*BACAAN*.
Baca berita dengan sedikit iklan, klik di sini
BILA tidak ditangani serius, kenaikan harga beras belakangan ini akan memicu krisis baru. Soalnya, kenaikan harga beras langsung mengerek harga bahan kebutuhan pokok lain. Dampaknya sangat memukul rakyat, terutama lapisan paling bawah. Sebuah studi Bank Pembangunan Asia pada 2011 menunjukkan, setiap kali harga pangan naik 10 persen, jumlah penduduk miskin di Asia-tentu termasuk Indonesia-bertambah 64 juta orang.
Celakanya, harga beras yang mahal ternyata tidak membuat produsen beras lebih sejahtera, malah mengakibatkan beban petani bertambah-tambah. Itu lantaran sebagian besar petani di sini merupakan petani gurem dengan sawah kurang dari setengah hektare. Hasil produksinya tentu habis untuk konsumsi sendiri. Mereka praktis menjadi net consumer karena membeli beras untuk kebutuhan sehari-hari.

*DATA YANG DIGUNAKAN*.
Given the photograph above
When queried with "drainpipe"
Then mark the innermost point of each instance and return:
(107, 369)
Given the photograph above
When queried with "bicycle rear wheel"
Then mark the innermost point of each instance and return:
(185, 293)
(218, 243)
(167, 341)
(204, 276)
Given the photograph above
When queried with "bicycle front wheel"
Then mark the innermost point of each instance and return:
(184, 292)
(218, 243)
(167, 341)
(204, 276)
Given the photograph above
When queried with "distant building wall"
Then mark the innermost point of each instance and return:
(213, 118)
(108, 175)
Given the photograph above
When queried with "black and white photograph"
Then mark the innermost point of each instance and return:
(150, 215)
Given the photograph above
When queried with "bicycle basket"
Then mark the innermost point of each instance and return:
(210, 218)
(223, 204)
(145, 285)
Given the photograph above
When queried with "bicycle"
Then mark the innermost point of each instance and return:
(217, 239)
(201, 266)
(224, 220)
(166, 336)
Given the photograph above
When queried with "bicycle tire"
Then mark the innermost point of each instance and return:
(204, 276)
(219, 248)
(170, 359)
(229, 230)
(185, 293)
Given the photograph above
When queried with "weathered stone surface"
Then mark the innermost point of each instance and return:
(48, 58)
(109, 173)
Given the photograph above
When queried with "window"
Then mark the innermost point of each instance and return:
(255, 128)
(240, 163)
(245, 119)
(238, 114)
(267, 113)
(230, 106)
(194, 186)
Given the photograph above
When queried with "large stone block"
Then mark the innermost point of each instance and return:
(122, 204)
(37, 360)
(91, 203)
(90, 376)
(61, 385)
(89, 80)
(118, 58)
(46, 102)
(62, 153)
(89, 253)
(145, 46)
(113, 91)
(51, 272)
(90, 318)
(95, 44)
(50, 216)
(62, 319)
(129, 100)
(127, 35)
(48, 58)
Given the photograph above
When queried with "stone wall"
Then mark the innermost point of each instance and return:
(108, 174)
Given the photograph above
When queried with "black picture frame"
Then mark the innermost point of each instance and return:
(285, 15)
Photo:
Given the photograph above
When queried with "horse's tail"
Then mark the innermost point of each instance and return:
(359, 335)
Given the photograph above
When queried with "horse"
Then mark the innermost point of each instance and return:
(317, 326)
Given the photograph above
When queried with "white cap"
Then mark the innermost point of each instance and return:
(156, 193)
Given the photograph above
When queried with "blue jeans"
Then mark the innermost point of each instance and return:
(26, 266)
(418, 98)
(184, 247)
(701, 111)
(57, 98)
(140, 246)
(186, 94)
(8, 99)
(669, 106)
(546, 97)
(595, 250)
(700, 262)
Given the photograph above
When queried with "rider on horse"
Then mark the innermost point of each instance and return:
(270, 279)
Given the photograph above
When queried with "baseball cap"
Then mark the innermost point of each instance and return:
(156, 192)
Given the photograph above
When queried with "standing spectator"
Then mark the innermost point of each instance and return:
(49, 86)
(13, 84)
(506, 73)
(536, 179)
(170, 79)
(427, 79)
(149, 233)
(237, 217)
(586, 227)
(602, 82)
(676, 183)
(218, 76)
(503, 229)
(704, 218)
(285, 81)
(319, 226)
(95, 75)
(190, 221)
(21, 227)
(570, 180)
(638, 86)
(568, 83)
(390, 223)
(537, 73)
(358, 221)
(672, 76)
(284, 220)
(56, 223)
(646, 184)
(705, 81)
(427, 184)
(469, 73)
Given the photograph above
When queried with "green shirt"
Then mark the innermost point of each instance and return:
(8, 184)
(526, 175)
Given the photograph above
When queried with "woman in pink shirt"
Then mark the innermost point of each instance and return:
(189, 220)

*YANG PERLU DIKERJAKAN*.
a) Jawab pertanyaan berikut dari bacaan tentang harga beras.
(i) Pada tahun berapa studi Bank Pembangunan Asia itu dilakukan?
(ii) Menurut studi itu, berapa orang bertambah jumlah penduduk miskin di Asia setiap kali harga pangan naik 10 persen?
(iii) Seberapa luas sawah yang dimiliki petani gurem?
b) Tolong kembalikan setiap baris entri yang memuat kata "wheel".
Bacaan dan entri tidak ada hubungannya satu sama lain.

*JAWABAN LENGKAP*.
a)
(i) 2011
(ii) 64 juta orang
(iii) Kurang dari setengah hektare

b)
When queried with "bicycle rear wheel"
When queried with "bicycle front wheel"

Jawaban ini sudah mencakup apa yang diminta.